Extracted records
☆ ☆ ☆ ☆ ☆ ☆ ☆
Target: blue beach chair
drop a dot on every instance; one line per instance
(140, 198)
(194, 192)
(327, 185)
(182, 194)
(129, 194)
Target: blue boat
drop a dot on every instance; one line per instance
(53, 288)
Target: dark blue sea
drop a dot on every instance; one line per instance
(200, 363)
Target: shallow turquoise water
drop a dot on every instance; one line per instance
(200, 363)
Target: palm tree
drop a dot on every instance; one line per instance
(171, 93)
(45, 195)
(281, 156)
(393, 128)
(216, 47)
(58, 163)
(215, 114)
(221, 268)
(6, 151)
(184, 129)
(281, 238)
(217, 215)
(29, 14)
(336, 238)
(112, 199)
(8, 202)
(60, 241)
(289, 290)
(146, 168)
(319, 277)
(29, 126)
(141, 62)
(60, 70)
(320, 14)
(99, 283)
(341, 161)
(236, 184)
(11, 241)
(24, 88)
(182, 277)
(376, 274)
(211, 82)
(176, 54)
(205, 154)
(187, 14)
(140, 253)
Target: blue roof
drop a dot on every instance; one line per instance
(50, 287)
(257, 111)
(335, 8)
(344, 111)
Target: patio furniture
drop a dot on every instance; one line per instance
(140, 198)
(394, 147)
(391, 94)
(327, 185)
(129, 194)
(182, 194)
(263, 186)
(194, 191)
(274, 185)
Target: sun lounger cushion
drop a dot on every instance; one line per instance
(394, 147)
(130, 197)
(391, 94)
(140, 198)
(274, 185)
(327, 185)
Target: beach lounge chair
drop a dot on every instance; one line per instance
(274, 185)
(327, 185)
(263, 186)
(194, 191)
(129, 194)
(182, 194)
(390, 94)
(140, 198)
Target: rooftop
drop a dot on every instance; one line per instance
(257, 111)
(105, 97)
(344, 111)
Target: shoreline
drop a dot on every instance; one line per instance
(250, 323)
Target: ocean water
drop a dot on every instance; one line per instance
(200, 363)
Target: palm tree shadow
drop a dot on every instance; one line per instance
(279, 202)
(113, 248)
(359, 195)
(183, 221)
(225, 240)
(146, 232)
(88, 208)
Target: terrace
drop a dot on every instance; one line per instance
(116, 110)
☆ ☆ ☆ ☆ ☆ ☆ ☆
Assigned task: All lines of the records containing "tree" should be shown.

Result:
Target: palm tree
Target: palm tree shadow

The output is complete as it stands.